GIVEN INFORMATION –

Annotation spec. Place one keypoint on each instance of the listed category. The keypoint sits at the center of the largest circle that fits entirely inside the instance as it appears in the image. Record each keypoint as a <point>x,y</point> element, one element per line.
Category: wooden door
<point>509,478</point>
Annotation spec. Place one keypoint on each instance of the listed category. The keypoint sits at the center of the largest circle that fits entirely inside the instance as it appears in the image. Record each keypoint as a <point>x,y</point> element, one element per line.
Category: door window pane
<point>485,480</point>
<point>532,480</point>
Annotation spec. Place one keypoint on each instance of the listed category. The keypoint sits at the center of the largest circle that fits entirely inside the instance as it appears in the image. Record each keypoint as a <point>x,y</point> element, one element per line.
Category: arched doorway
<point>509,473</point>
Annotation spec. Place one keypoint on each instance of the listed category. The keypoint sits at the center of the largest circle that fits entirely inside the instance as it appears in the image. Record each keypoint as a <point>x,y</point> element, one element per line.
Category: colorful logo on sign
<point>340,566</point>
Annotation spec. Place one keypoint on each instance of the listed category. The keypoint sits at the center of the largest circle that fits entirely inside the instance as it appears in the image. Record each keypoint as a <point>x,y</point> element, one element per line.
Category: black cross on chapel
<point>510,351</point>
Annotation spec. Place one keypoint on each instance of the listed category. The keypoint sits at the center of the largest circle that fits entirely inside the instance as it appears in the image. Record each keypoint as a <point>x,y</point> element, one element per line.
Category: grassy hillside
==
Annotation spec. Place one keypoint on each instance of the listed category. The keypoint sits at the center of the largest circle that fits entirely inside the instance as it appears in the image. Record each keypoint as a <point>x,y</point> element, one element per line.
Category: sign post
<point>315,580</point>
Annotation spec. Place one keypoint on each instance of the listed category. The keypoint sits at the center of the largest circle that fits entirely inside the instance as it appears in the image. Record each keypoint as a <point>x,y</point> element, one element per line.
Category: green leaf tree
--
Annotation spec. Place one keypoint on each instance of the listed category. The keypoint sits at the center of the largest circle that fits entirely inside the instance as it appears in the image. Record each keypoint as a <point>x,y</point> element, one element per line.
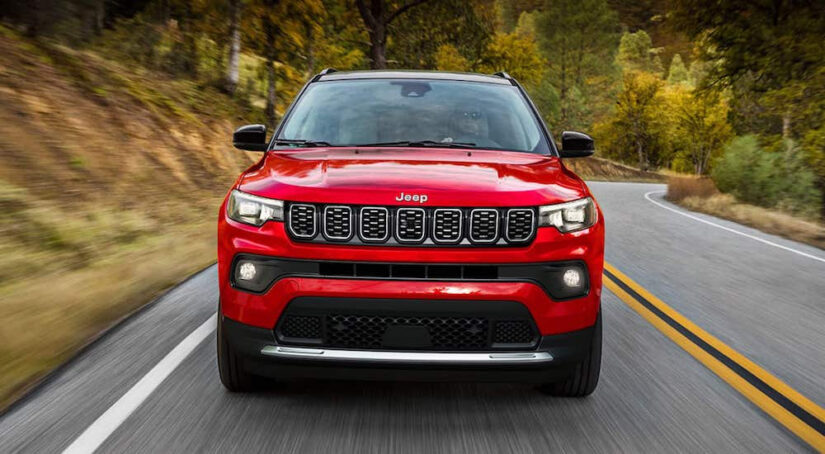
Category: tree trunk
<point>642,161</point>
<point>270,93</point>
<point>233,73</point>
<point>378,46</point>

WORK TO COMPLETE –
Gather every line of the items above that contains the word "tree", copying each such line in full.

SOLUTION FOR THIS PROBLEM –
Category: green leaf tree
Category: tree trunk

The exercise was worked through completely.